PASSAGE -
********
Calverton colliery was know for producing a lot of gas (Methane mainly) and, to keep this down, they set up a methane drainage station at the bottom of the return drift going into the Brinsley seam. Basically what happens is that all coal face installations and headings in this side of the mine had pipes running from just behind the face or head end all the way out-bye to the methane drainage station, at the head end or just behind the coal face. In the case of a coal face, it would be the return airway only. Holes were drilled in the roof using a special drilling rig and in most cases they were up to 25 meters deep. Pipes were inserted into the holes and sealed, then they would coupled to the main pipes running out-bye. The out-bye station could then monitor the amount of methane present and draw off dangerous levels, about 70% effective in my books. When drawn off, this methane was put through a diffuser at the pumping station and expelled into the general body of airflow at the bottom of the return drift, as the airflow here was like a gale blowing and it was very near the upcast shaft.
I always argued that this was another mistake of Calverton as there was enough gas produced to heat and run the whole of the surface buildings and heat the water in the baths but my ravings were ignored. A few years before I left Calverton, they adopted a similar drainage system at Hucknall Colliery and ran all the heating for the offices and pit head baths. The workshops also used the gas. I did receive a brief apology from management at Calverton with a rubbish excuse.
There was always a 3 shift system running at Calverton with Days, Nights and Afternoons, all 71/2 hours long. The shift started when you got out of the cage at pit bottom. You would go into the pit bottom office to the relevant board where you were working and a deputy would book your time in. There was totally no difference in working conditions on any shift unless you were a spare man or market man as the term is. If you were on the market then you could be doing a different job every shift.
There were so many jobs I have done that it would need hours to go through them. The main ones would be Trainee, Connie Driver, Belt Patrol, Ganger or Material Man, Rope Man, Trainee Coal Face Operator (once trained this became Power Loader Operator) This also was my time as a Tailgate Ripper where the real work is handled. I went on to become a Chargeman Ripper and had one of the best teams Calverton ever had, we never stopped the machine from cutting on the coal face. I eventually moved on the coal face full time and became a Chargeman and Senior Chargeman Shearer Driver, then a Coal Cutter Driver. I was the first driver in that seam to cut 1,200 yards of coal in a 6 foot seam in one shift. We were all knackered afterwards and I never hit 1,200 again!
The methods of haulage I have used is direct haulage more so on the intake drift of Calverton, return haulage, or endless, in Calverton we had really big locos for the main road's and man riding also small locos for the tighter conditions.
Sometimes there were problems at Calverton or Annesley-Bentinck with fires or heatings but the mines rescue usually dealt with those. However, sometimes we would stop off old roads where they didn't want any air getting in or just wanted it sealed. Close to the end of whichever road was going to be done, a section of cover would be exposed between the arches or rings set all the way round. Once a couple of rings had been exposed and the rock ragged down we would then set about building a wall with a gap in the middle, like building two walls at the same time so you create a cavity. The wall would be built with bags of hardstop, the material inside looked like pink cement and when mixed with water would go rock hard in no time. So we would bring in hardstop pumps, build the walls up with unopened bags right into the rings. As soon as the wall was half way up, we would start filling the cavity, which was created by mixing the hardstop in the pump system. Once you got to the top it all went hard so created a good air seal.
********
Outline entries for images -
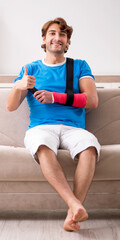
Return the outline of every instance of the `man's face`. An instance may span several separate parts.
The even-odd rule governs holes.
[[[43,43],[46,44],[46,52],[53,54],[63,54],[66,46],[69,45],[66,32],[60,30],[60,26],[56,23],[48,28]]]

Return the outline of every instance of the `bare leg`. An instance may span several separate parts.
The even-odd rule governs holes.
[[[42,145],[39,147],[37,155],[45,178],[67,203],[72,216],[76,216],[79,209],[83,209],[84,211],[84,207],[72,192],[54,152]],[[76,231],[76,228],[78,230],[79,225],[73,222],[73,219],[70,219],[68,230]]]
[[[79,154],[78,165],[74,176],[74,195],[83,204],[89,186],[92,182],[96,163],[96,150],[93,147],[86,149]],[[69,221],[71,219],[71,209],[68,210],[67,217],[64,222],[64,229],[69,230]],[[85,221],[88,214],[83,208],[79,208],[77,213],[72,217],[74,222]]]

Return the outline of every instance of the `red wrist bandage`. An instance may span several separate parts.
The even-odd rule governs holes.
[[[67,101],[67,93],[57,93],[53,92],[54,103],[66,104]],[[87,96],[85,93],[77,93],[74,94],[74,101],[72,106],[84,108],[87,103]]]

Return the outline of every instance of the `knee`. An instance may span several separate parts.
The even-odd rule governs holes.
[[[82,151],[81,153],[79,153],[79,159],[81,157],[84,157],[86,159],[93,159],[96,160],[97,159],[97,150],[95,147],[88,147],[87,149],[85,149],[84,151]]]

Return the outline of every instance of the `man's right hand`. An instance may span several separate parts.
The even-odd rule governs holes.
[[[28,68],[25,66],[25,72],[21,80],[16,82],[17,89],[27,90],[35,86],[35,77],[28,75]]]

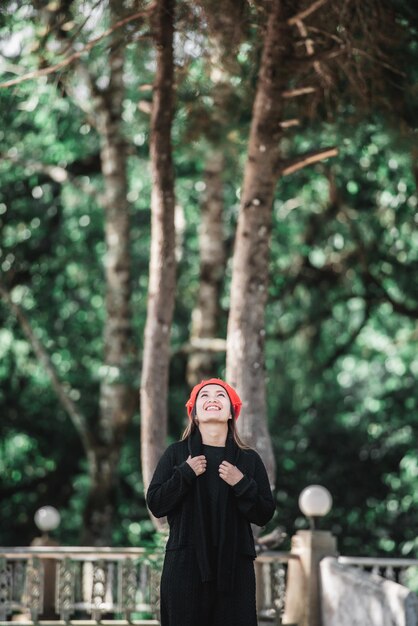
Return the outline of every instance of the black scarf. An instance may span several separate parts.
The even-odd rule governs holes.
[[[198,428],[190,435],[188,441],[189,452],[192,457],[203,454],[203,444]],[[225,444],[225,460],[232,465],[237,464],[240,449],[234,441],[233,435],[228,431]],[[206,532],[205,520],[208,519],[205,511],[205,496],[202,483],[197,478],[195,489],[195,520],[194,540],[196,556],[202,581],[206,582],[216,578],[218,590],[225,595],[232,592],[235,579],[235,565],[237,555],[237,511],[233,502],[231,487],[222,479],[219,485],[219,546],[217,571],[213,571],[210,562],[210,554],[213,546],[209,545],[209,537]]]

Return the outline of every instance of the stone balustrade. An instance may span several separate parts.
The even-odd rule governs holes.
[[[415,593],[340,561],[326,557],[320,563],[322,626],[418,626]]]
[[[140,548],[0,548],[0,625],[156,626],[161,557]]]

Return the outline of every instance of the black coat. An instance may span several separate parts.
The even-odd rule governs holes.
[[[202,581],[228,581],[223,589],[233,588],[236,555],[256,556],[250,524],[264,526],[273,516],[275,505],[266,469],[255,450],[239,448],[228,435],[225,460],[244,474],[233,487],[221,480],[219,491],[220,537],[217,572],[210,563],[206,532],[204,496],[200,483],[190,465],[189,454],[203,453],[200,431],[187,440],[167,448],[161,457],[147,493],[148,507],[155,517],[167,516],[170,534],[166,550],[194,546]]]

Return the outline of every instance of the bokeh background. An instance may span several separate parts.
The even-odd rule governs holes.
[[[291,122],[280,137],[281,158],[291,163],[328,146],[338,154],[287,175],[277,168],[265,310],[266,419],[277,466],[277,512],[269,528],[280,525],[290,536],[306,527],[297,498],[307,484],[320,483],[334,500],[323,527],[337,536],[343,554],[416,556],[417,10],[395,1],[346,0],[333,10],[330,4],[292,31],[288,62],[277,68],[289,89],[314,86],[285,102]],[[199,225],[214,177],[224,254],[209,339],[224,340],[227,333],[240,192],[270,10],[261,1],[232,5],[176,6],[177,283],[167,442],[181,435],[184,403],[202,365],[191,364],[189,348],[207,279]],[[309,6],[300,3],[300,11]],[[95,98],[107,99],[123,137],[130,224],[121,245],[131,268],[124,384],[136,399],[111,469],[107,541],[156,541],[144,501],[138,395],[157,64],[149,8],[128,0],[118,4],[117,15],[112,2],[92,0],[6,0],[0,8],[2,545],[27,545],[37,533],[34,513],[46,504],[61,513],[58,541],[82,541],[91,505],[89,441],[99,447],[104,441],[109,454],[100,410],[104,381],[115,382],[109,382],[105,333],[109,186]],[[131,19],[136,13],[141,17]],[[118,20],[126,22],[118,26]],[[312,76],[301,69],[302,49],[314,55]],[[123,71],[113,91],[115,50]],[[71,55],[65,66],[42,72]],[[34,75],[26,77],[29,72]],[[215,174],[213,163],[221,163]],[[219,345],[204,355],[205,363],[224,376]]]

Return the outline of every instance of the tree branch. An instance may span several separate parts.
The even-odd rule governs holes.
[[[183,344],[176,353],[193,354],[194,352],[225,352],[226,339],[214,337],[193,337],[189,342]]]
********
AIM OF THE EXERCISE -
Answer these questions from the Calverton colliery passage.
(a) In most cases, how deep were the holes drilled in the roof for methane drainage?
(b) Which colliery adopted a similar drainage system and ran all the heating for its offices and pit head baths?
(c) What did the material inside the bags of hardstop look like?

TASK SOLUTION -
(a) Up to 25 meters deep.
(b) Hucknall Colliery.
(c) Pink cement.